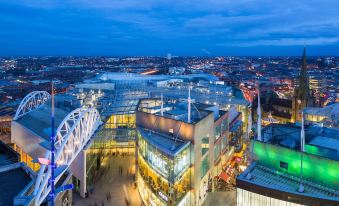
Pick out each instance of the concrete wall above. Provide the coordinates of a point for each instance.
(204, 128)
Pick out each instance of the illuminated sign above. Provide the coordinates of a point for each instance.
(163, 196)
(181, 164)
(158, 163)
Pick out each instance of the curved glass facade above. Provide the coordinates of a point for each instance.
(169, 167)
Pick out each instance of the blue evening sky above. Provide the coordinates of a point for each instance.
(179, 27)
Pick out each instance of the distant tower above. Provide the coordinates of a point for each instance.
(189, 104)
(259, 115)
(301, 98)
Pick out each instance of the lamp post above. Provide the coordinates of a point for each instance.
(52, 164)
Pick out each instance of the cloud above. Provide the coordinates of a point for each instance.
(286, 42)
(176, 26)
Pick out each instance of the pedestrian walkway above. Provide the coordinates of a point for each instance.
(119, 171)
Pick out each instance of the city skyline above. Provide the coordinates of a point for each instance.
(133, 28)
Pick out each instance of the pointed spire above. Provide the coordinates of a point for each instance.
(162, 106)
(189, 104)
(302, 91)
(259, 116)
(302, 149)
(302, 134)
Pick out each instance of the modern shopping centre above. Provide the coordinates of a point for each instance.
(112, 114)
(181, 148)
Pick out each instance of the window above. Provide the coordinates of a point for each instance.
(205, 166)
(204, 145)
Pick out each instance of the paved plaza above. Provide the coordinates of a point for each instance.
(221, 199)
(118, 171)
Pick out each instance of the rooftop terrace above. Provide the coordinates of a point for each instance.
(167, 144)
(273, 179)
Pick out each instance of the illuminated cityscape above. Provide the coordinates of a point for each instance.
(151, 103)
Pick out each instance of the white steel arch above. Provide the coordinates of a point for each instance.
(72, 135)
(30, 102)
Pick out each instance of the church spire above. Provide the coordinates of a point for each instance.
(302, 92)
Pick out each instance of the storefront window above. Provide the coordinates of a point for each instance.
(204, 145)
(224, 126)
(205, 166)
(217, 149)
(217, 131)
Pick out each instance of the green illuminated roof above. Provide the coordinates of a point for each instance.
(316, 169)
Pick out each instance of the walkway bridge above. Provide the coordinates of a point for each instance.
(72, 135)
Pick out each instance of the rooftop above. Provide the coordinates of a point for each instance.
(274, 179)
(39, 120)
(167, 144)
(177, 110)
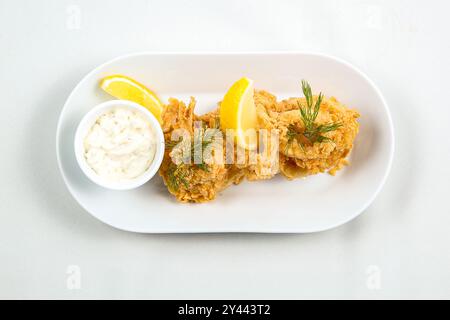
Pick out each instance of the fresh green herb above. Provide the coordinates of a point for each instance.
(312, 132)
(177, 173)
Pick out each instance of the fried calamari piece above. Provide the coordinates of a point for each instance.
(192, 181)
(302, 158)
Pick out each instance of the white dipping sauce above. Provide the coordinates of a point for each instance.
(120, 145)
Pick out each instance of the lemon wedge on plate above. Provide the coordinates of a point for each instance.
(238, 112)
(122, 87)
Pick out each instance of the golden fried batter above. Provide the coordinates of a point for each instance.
(192, 182)
(200, 182)
(299, 159)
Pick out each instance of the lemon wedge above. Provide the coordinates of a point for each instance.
(122, 87)
(238, 112)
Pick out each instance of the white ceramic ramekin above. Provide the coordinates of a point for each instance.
(85, 125)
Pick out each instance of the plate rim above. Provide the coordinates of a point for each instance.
(356, 213)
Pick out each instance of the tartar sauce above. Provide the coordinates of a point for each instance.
(120, 145)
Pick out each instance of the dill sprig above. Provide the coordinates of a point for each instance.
(312, 132)
(177, 173)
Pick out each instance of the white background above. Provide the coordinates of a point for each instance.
(399, 248)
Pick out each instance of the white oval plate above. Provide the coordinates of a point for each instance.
(277, 206)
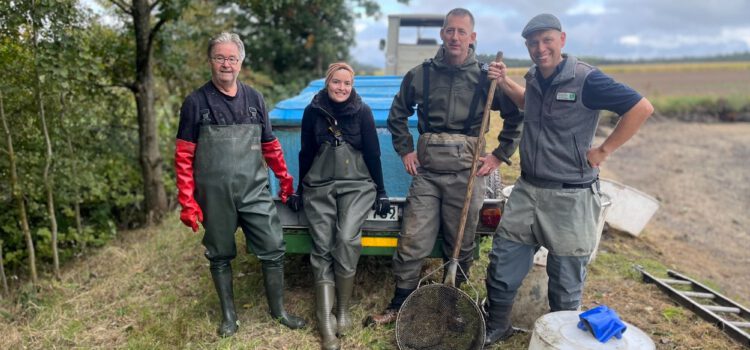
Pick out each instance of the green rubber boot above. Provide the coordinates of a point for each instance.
(273, 277)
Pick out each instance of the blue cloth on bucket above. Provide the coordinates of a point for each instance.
(602, 322)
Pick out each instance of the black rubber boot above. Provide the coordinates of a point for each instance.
(498, 324)
(222, 276)
(460, 278)
(344, 287)
(324, 296)
(273, 278)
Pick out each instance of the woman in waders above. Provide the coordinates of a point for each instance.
(342, 180)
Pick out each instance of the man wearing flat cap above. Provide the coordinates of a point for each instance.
(556, 202)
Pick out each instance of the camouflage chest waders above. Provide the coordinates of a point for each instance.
(338, 195)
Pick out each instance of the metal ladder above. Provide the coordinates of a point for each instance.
(687, 291)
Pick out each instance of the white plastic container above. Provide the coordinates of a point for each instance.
(631, 209)
(559, 331)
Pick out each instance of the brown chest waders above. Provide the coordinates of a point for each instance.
(338, 194)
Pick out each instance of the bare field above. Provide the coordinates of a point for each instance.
(701, 175)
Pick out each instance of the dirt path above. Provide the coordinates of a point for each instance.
(701, 175)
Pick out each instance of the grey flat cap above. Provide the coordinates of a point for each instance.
(541, 22)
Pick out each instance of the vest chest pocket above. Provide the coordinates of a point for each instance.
(445, 153)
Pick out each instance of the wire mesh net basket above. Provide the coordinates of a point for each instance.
(437, 317)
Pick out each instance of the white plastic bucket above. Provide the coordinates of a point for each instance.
(631, 209)
(559, 331)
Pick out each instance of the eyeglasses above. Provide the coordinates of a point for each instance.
(221, 60)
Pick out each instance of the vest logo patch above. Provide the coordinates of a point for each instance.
(566, 96)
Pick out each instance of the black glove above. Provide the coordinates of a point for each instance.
(382, 205)
(294, 202)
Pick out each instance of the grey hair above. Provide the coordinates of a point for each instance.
(226, 37)
(459, 12)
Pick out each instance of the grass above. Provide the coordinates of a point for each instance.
(150, 289)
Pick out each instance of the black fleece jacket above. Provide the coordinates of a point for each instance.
(354, 119)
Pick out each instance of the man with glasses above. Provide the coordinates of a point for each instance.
(223, 149)
(556, 202)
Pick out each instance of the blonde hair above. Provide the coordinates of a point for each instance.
(226, 37)
(335, 67)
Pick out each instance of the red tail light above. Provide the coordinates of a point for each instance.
(491, 217)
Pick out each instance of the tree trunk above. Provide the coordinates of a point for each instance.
(150, 158)
(48, 156)
(73, 168)
(48, 186)
(18, 195)
(2, 271)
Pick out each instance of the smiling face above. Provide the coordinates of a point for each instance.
(224, 73)
(545, 49)
(457, 35)
(340, 86)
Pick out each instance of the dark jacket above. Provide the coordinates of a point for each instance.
(452, 89)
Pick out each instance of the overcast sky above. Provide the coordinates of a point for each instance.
(602, 28)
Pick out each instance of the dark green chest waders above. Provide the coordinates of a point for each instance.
(232, 190)
(338, 195)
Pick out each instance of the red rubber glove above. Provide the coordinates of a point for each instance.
(274, 157)
(191, 214)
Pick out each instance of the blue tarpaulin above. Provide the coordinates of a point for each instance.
(378, 93)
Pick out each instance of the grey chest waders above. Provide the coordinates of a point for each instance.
(232, 189)
(338, 194)
(441, 316)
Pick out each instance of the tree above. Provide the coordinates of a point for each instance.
(296, 40)
(142, 14)
(17, 191)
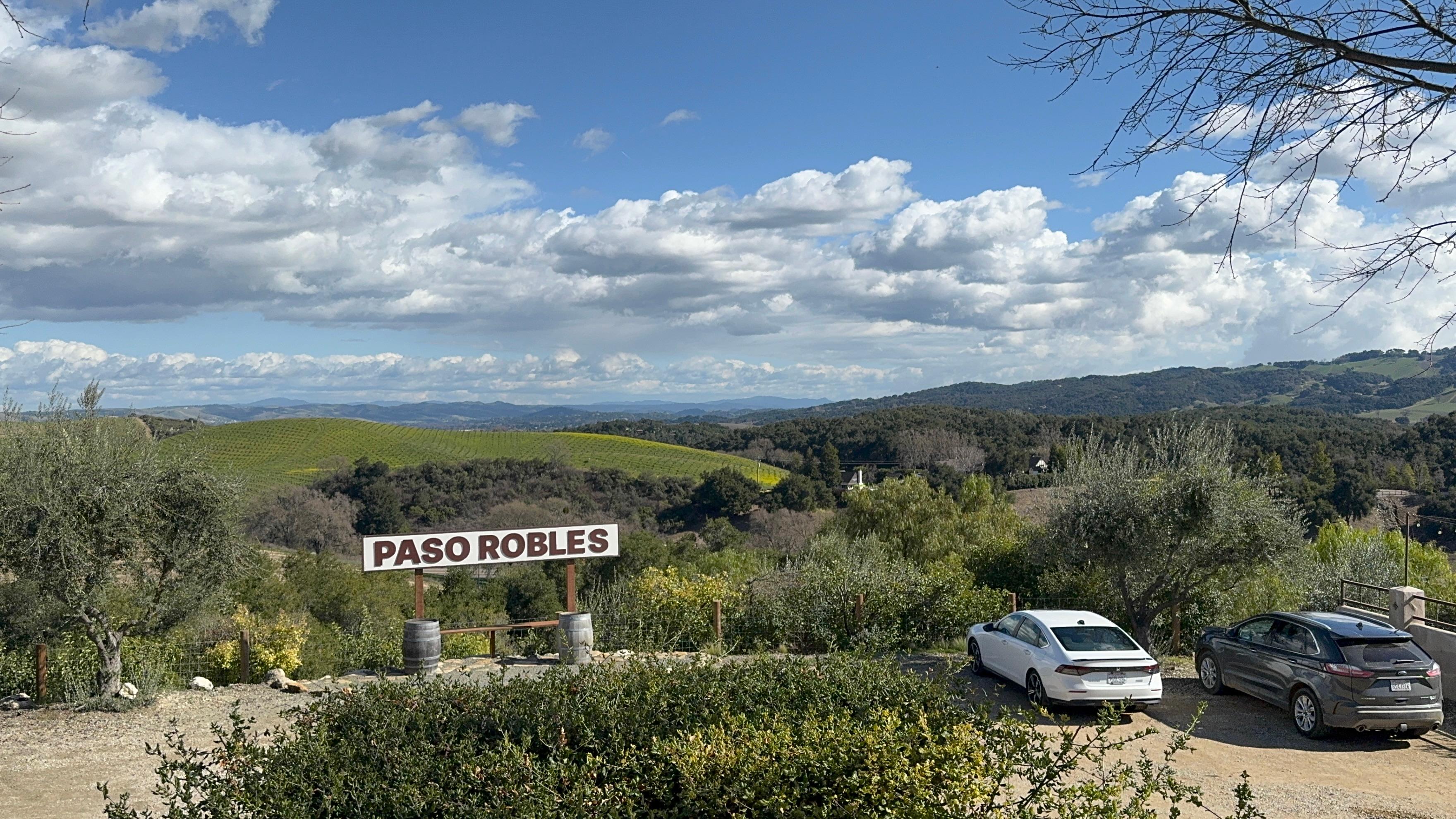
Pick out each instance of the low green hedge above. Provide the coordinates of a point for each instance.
(832, 736)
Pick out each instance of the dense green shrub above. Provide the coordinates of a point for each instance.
(804, 605)
(809, 605)
(841, 736)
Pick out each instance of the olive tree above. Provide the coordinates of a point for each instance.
(1162, 522)
(118, 540)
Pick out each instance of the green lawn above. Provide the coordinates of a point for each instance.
(1395, 368)
(296, 451)
(1442, 404)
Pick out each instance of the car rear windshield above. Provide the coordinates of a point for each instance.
(1094, 639)
(1384, 654)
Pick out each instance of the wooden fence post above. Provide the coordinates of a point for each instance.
(41, 656)
(571, 585)
(245, 656)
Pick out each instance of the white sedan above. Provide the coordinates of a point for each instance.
(1066, 658)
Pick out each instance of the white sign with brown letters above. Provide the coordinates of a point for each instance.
(445, 550)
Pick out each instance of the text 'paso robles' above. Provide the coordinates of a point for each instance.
(474, 548)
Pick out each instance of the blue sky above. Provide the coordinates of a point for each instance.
(222, 211)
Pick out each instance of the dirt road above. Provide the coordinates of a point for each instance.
(51, 760)
(1346, 777)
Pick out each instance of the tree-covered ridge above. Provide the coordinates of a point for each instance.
(1013, 441)
(1360, 382)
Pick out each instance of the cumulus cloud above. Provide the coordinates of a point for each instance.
(392, 220)
(594, 140)
(560, 376)
(680, 116)
(168, 25)
(497, 122)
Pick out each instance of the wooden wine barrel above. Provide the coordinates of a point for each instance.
(421, 646)
(574, 639)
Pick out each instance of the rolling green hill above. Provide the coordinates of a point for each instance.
(1391, 384)
(297, 451)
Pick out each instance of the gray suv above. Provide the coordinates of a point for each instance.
(1329, 669)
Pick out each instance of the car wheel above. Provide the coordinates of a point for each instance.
(1310, 716)
(973, 651)
(1036, 691)
(1210, 675)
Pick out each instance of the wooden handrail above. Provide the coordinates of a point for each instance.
(503, 627)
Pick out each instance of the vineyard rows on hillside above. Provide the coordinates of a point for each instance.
(297, 451)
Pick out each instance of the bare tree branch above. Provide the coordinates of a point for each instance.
(1282, 94)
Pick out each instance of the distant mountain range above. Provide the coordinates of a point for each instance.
(1401, 385)
(474, 414)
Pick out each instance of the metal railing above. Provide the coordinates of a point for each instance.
(1346, 599)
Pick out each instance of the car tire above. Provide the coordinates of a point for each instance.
(1037, 691)
(1308, 715)
(1210, 677)
(973, 651)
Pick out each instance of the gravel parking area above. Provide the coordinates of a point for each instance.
(51, 760)
(1344, 777)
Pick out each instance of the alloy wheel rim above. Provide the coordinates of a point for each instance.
(1305, 713)
(1209, 672)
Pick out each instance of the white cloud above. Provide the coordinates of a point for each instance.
(497, 120)
(168, 25)
(561, 376)
(594, 140)
(680, 116)
(391, 220)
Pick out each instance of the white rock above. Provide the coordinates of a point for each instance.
(17, 702)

◇ ◇ ◇

## Job
Retype, exactly and only, the lines running from the one with "Pick out each instance of the distant mountain" through the final line of the listing above.

## Reply to the exercise
Pick out each instance of the distant mountain range above. Provide the coordinates of a point for each instance.
(1401, 385)
(474, 414)
Pick out each instance of the metal railing above. Provide the coordinates of a point for each instance.
(1346, 599)
Pick out each instance of the car tire above. Provide the coordinates of a point for each instance.
(1037, 691)
(1308, 715)
(1210, 677)
(973, 651)
Pick out each instance of the gravel parking area above. Provide the coordinates of a point for each instance.
(51, 760)
(1344, 777)
Pick out each instance of the alloy wheel rim above. Provide the coordinates of a point for each instance.
(1305, 713)
(1209, 672)
Pick out each instance of the white cloud above. Provide the coordinates of a point for each instance.
(497, 120)
(168, 25)
(561, 376)
(594, 140)
(680, 116)
(391, 220)
Pick out each instance of the white rock above. Provide the coordinates of a point for each instance.
(17, 702)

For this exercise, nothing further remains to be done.